- **Supplied text**

━━━━━━━━━━━━━━━━

Stanza six is composed of just one line, which has an interrogative function. As a matter of fact, the poet questions whether it would be true or not. Probably, since the puzzling person has already revealed himself as different than he appeared, the poet is in doubt of his new identity. In fact, it may not be true and be another fictitious image.
In the seventh stanza, the following elements are introduced by a definite article and listed: time, space, fire, wind and water. Definite articles are used when the noun is particular or specific. Moreover, the property of water to change form in accordance with the container is described. The poet possibly wanted to create a parallelism between water and the mysterious man.
In stanza eight, the poet affirms that while he is listening to the notes of an Irish fiddle, he hears words never said. They are at the same moment far and near. Furthermore, they are both curses and certainly eloquent. Since music is often linked to memory, the bond being in the feelings it recalls, the notes of the fiddle probably remind the poet of these very puzzling words. In this stanza, the poet uses an oxymoron: “lontane e vicine”. Probably, he/she wanted to create a feeling of confusion in the mind of the reader.

━━━━━━━━━━━━━━━━

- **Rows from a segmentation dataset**
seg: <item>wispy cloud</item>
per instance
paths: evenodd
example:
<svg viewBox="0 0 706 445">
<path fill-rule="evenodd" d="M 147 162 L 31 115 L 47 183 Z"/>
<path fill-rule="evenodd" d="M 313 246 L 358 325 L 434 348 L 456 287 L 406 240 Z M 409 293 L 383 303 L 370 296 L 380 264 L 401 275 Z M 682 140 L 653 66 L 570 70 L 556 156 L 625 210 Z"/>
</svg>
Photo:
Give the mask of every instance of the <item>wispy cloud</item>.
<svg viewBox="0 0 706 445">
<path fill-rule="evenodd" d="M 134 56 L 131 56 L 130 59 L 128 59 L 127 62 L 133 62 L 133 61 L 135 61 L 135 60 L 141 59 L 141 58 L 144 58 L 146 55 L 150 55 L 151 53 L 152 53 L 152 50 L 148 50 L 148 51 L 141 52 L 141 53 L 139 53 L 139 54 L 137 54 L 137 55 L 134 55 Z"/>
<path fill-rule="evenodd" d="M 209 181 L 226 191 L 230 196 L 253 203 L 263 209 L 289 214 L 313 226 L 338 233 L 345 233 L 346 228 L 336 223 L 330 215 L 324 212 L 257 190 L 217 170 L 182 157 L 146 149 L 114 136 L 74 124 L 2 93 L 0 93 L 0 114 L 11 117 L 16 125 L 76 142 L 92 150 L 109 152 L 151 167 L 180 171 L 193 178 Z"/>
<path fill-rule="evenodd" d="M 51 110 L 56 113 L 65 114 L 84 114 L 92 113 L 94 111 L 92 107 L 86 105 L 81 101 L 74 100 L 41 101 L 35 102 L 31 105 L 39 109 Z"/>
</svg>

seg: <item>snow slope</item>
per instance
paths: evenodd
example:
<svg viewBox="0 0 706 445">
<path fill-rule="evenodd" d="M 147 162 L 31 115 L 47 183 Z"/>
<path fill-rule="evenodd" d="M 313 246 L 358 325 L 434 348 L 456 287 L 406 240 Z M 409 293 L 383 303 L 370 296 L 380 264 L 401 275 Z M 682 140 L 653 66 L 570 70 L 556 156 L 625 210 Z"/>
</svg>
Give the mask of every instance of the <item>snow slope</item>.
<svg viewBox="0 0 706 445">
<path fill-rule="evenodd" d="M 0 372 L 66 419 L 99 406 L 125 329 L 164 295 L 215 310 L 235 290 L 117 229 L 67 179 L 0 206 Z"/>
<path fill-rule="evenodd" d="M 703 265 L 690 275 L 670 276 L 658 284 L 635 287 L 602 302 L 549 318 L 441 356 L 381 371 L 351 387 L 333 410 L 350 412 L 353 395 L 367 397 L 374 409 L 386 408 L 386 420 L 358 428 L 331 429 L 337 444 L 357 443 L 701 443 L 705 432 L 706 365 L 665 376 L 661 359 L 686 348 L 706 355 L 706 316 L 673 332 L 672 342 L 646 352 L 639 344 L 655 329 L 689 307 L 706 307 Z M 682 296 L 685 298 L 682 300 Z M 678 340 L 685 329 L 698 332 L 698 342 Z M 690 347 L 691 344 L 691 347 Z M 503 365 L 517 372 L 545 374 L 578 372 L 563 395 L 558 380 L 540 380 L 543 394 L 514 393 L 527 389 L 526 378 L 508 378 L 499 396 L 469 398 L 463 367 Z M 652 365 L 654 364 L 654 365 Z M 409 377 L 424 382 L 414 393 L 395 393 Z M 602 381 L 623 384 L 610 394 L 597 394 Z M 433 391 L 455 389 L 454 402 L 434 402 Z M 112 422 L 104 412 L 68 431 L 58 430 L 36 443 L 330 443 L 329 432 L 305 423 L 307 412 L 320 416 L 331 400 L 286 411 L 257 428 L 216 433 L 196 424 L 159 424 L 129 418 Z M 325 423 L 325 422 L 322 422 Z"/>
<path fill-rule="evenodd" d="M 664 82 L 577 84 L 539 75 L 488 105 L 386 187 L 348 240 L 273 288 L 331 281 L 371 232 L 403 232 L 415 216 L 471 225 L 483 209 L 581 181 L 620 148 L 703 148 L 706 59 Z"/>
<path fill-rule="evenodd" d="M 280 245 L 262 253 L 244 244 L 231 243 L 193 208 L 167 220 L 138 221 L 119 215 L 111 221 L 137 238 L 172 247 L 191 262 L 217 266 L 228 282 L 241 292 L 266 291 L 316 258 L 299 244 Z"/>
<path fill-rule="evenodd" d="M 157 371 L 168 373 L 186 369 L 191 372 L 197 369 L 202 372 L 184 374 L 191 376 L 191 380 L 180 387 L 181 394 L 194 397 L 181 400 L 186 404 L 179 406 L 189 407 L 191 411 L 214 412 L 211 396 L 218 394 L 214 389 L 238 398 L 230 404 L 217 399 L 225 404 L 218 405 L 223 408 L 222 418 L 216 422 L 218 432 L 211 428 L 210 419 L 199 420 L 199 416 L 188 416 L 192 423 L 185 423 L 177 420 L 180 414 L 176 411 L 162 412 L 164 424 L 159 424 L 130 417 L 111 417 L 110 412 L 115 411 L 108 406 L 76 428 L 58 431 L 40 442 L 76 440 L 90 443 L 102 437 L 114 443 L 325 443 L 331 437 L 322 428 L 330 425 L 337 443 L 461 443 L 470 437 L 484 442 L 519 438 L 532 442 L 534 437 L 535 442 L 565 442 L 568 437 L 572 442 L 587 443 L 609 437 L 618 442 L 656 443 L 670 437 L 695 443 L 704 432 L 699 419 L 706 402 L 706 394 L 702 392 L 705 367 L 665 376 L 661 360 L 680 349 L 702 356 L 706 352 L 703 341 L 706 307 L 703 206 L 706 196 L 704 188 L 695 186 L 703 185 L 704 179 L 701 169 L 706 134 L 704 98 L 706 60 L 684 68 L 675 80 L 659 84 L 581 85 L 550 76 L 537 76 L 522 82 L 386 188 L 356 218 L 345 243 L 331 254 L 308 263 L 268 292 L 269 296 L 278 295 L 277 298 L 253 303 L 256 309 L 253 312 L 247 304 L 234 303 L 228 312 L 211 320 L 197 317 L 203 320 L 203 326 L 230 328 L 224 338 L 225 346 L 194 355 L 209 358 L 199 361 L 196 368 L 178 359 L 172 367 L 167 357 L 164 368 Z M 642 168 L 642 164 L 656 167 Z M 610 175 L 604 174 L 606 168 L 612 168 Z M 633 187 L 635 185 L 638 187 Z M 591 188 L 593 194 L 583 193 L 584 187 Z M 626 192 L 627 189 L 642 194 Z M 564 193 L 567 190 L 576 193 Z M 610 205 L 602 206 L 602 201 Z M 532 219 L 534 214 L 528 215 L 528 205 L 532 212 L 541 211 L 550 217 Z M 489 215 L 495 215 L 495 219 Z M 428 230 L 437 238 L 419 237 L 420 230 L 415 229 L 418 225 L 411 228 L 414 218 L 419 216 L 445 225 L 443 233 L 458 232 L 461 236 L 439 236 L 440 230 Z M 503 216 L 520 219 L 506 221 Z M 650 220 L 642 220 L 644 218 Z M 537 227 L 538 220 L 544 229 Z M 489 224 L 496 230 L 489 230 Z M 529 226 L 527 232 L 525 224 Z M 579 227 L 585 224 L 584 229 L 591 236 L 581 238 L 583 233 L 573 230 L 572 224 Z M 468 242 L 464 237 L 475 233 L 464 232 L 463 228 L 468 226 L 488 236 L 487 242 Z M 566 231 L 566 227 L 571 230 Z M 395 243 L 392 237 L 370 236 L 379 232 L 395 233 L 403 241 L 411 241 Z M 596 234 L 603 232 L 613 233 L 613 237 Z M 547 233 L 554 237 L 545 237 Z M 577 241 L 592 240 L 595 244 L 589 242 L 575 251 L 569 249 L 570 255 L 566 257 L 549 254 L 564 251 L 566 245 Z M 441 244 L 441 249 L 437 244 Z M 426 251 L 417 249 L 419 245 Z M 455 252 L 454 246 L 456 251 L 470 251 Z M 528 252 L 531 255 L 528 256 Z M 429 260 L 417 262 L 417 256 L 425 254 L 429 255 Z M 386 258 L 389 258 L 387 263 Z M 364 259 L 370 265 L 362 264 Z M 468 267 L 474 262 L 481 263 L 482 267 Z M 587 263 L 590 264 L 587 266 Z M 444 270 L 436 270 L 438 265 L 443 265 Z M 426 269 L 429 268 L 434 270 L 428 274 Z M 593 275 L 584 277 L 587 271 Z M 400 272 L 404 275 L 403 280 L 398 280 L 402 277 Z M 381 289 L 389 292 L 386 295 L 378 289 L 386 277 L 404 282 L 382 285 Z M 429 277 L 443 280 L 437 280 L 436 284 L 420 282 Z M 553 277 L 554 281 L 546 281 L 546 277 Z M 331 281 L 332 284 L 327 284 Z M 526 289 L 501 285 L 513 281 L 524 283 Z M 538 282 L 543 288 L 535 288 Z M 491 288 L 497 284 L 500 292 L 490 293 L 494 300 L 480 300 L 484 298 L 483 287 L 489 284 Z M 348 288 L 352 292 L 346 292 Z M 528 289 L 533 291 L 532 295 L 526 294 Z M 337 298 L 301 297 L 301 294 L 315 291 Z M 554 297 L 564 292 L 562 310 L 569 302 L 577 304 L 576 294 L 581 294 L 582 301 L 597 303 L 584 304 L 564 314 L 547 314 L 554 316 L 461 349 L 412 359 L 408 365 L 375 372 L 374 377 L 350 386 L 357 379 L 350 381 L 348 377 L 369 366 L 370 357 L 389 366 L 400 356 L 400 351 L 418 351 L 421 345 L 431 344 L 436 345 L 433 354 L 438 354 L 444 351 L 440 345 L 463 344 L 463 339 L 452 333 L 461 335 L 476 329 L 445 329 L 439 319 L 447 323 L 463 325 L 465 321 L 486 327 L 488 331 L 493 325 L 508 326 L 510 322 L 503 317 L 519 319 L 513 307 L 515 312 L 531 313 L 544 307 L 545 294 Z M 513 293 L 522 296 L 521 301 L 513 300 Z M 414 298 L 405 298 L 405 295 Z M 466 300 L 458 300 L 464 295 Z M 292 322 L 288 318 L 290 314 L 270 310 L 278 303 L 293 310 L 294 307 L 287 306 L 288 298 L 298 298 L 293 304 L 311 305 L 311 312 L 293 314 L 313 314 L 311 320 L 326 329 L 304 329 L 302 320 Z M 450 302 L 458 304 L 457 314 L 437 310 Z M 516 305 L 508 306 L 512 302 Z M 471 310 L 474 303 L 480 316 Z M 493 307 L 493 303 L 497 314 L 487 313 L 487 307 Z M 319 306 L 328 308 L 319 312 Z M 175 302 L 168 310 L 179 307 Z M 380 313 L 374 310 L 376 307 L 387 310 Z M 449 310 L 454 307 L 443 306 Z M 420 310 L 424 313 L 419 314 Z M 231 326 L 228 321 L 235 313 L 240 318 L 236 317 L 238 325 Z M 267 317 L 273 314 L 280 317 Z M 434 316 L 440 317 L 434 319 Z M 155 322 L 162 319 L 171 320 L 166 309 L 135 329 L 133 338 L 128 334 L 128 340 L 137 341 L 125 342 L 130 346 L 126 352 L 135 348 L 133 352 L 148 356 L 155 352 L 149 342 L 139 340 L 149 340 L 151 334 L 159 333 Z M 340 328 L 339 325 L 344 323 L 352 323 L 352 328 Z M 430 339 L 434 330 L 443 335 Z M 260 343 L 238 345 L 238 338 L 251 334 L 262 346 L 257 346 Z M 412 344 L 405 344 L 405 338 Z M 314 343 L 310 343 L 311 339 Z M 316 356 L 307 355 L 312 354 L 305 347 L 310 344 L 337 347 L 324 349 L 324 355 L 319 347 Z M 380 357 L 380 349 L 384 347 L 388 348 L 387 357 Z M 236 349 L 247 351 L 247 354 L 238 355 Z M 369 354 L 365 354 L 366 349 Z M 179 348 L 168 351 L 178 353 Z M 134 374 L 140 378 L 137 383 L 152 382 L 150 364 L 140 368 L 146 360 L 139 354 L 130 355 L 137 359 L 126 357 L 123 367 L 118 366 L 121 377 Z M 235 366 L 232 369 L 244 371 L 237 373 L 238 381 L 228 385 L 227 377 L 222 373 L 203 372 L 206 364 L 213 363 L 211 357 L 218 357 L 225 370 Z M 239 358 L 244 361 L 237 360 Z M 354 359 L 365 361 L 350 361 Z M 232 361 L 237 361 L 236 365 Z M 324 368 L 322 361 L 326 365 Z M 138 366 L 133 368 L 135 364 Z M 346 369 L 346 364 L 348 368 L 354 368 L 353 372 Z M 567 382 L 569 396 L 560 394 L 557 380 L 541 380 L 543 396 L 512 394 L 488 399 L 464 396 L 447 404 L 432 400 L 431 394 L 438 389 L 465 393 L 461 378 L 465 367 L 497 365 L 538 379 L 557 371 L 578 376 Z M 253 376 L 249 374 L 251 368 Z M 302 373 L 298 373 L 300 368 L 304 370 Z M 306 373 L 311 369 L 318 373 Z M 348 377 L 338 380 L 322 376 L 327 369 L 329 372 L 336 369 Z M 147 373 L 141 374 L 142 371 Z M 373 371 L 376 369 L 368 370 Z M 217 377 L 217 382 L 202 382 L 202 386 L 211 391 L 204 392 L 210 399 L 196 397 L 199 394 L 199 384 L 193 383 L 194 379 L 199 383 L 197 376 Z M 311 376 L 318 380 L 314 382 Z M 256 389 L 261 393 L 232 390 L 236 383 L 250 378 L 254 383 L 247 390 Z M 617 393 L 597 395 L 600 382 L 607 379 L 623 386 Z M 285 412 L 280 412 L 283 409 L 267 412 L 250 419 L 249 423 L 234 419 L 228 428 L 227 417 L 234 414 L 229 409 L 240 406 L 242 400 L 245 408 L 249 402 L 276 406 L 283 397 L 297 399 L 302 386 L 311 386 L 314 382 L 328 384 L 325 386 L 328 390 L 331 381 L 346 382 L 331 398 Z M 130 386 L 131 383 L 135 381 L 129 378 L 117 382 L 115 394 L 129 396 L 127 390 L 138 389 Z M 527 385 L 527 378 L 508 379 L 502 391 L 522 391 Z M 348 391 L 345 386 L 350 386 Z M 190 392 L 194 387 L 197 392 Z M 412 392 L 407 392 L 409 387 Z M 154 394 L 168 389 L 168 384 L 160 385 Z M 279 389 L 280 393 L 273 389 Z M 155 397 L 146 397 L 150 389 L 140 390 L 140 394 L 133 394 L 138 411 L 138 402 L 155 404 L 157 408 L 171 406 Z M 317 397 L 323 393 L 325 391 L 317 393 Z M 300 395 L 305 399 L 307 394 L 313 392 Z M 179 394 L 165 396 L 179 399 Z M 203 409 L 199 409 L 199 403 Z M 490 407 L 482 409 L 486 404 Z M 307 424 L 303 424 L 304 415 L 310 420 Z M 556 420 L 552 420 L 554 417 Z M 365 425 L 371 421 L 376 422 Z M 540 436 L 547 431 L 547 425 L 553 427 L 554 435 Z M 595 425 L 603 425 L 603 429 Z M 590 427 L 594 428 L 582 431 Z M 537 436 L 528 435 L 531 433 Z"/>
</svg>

━━━━━━━━━━━━━━━━

- **Short task 1**
In the poem analysis, which things does the seventh stanza list?
- **Short task 2**
Echo the poem analysis, beginning at the words that contain "In stanza eight, the" and stopping after "of the reader.".
These entries have no connection to the poem analysis.

- **Final result 1**
Time, space, fire, wind and water.

- **Final result 2**
In stanza eight, the poet affirms that while he is listening to the notes of an Irish fiddle, he hears words never said. They are at the same moment far and near. Furthermore, they are both curses and certainly eloquent. Since music is often linked to memory, the bond being in the feelings it recalls, the notes of the fiddle probably remind the poet of these very puzzling words. In this stanza, the poet uses an oxymoron: “lontane e vicine”. Probably, he/she wanted to create a feeling of confusion in the mind of the reader.